-- Start Task input --
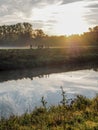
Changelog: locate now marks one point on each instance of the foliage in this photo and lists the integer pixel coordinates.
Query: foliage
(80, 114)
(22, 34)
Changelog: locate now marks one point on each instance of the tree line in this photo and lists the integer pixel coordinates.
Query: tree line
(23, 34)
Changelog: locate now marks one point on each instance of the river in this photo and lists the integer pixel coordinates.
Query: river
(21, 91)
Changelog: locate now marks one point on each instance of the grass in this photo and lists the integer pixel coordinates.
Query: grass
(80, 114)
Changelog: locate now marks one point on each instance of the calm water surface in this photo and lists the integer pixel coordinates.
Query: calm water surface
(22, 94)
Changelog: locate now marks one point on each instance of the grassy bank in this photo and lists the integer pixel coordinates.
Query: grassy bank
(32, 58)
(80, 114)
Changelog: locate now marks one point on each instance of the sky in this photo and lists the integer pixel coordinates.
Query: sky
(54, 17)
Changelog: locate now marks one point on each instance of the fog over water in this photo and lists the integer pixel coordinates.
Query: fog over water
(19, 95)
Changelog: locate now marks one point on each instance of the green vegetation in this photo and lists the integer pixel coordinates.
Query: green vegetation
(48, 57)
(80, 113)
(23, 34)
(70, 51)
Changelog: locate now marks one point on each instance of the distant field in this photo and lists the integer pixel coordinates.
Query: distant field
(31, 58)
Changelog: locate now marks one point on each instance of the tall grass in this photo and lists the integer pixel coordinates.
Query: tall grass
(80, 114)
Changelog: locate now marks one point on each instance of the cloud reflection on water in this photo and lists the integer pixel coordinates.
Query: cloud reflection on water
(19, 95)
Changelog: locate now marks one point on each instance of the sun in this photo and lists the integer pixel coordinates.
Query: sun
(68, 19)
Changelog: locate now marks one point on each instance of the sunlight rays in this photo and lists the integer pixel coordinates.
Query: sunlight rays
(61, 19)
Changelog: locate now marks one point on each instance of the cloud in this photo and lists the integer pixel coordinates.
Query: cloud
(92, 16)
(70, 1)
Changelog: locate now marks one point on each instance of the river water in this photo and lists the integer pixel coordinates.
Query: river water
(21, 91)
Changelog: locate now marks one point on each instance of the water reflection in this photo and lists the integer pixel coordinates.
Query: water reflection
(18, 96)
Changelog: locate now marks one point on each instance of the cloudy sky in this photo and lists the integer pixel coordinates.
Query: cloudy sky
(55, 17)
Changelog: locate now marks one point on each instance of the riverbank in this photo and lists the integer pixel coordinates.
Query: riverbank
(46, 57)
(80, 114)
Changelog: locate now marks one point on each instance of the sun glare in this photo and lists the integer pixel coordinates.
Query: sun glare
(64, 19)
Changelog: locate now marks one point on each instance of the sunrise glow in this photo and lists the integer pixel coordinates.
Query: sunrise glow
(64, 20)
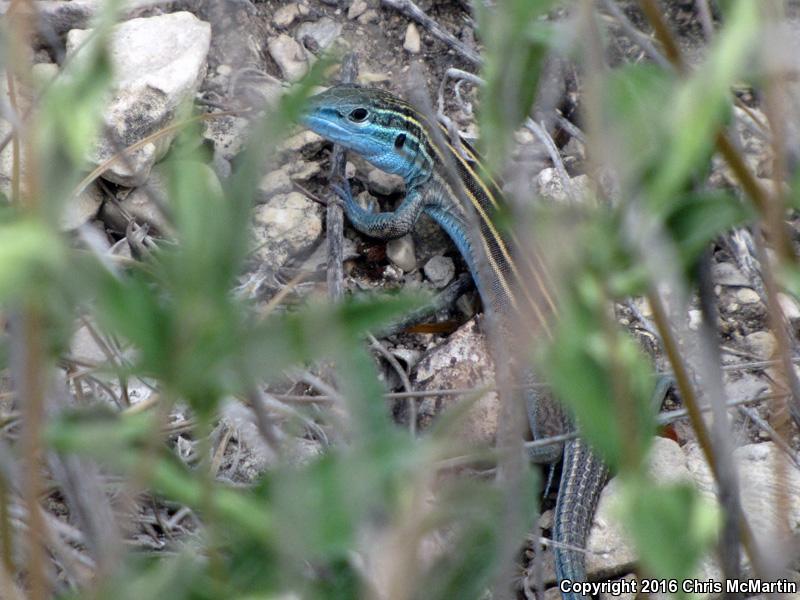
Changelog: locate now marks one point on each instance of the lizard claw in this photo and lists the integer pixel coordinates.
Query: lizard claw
-- End Task input --
-- Start Task input --
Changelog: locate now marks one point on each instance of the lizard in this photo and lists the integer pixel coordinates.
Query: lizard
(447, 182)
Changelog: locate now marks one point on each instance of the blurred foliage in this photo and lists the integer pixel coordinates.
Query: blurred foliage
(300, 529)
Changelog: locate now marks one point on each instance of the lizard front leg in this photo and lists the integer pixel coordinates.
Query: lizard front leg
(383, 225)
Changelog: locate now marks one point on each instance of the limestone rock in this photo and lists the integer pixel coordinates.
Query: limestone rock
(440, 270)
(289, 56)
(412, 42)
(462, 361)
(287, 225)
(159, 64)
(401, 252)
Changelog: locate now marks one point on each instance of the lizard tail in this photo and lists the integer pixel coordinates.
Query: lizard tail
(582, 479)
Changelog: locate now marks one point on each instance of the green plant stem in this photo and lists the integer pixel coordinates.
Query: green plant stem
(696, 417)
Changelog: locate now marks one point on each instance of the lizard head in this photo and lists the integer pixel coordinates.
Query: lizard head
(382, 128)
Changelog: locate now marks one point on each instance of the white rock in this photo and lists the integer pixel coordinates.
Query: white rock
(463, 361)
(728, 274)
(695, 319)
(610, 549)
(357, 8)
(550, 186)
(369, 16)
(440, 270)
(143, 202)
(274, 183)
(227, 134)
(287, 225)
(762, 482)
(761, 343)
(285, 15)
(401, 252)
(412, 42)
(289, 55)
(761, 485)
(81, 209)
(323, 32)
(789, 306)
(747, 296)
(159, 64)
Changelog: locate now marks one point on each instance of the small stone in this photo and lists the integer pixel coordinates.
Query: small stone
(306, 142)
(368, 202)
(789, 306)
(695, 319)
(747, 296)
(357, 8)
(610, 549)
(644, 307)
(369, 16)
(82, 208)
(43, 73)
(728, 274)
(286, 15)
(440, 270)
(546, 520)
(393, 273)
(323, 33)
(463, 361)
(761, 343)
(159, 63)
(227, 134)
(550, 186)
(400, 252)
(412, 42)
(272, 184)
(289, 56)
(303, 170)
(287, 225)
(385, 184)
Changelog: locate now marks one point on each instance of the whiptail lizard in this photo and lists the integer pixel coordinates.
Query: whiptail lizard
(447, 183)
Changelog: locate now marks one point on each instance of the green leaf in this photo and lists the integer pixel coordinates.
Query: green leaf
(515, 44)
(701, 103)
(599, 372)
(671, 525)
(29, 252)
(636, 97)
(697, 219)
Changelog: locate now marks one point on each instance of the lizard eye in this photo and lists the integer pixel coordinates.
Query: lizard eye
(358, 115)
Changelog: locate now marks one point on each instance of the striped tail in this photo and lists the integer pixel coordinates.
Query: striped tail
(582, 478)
-- End Task input --
* [Problem to solve]:
Set down verbatim the rows beginning with the line that contains "the lizard claw" and ending with the line that contains "Query: lizard claw", including both of those lines.

* [Exercise response]:
Changelog: locate now marks one point on each instance of the lizard claw in this photo and lists the integer pixel coordinates.
Query: lizard claw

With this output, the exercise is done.